=== DATA TO PROCESS ===
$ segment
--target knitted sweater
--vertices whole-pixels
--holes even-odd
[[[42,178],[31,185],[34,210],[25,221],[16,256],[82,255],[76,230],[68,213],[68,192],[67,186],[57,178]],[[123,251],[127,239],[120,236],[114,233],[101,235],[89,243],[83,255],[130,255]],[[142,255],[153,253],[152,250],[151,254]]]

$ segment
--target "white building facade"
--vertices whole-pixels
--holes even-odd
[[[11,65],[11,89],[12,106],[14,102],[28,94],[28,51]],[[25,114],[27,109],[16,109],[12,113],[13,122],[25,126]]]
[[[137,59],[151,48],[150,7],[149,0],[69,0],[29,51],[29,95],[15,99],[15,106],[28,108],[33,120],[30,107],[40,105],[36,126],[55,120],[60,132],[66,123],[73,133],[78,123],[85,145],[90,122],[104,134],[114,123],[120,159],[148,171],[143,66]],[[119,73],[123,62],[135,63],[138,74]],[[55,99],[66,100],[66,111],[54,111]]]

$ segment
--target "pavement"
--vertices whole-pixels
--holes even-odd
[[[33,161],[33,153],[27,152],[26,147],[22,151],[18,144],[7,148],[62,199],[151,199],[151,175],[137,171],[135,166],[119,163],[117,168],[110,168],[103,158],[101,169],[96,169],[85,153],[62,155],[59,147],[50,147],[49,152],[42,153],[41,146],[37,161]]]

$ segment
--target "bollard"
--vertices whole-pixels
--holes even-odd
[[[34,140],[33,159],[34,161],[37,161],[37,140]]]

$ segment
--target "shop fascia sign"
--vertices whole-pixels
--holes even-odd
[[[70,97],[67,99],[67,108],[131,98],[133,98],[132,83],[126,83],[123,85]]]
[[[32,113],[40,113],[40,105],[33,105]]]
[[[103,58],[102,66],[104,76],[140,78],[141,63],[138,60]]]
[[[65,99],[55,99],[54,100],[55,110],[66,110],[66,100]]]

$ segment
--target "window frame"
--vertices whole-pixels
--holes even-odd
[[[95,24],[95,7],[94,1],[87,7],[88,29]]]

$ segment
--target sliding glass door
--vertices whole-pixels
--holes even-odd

=== EXERCISE BRIEF ===
Reproduce each line of the data above, in order and with no changes.

=== WORKED SOLUTION ===
$ segment
--target knitted sweater
--vertices whole-pixels
--holes even-odd
[[[42,178],[31,185],[34,210],[25,221],[16,256],[82,255],[76,230],[68,213],[68,192],[67,186],[57,178]],[[123,251],[127,239],[120,236],[114,233],[101,235],[89,243],[83,255],[130,255]],[[142,255],[153,253],[152,250],[151,254]]]

$ segment
--target "white building facade"
--vertices whole-pixels
--holes even-odd
[[[11,65],[11,89],[12,106],[14,102],[28,94],[28,51]],[[25,114],[27,109],[16,109],[12,113],[13,122],[25,126]]]
[[[137,59],[151,48],[150,7],[149,0],[69,0],[29,51],[29,95],[15,99],[15,106],[28,108],[33,120],[30,107],[40,105],[36,126],[55,120],[60,132],[66,123],[73,133],[78,123],[85,145],[90,122],[104,134],[114,123],[120,159],[148,171],[143,66]],[[119,73],[123,62],[135,63],[138,74]],[[55,99],[66,100],[66,111],[54,111]]]

$ segment
--target "pavement"
--vertices whole-pixels
--holes even-odd
[[[33,161],[33,153],[27,152],[26,147],[22,151],[18,144],[7,148],[62,199],[151,199],[151,175],[137,171],[135,166],[119,163],[117,168],[110,168],[103,158],[101,169],[96,169],[85,153],[62,155],[59,147],[50,147],[49,152],[42,153],[41,146],[37,161]]]

$ segment
--target "bollard"
--vertices whole-pixels
--holes even-odd
[[[34,140],[33,159],[34,161],[37,161],[37,140]]]

$ segment
--target "shop fascia sign"
--vertices whole-pixels
--holes even-odd
[[[70,97],[67,99],[67,108],[131,98],[133,98],[132,83],[126,83],[123,85]]]
[[[32,113],[40,113],[40,105],[33,105]]]
[[[103,58],[102,66],[104,76],[140,78],[141,63],[138,60]]]
[[[65,99],[55,99],[54,100],[55,110],[66,110],[66,100]]]

$ segment
--target "window frame"
--vertices whole-pixels
--holes even-odd
[[[95,24],[95,7],[94,1],[87,7],[88,29]]]

$ segment
--target sliding glass door
--vertices whole-pixels
--holes even-odd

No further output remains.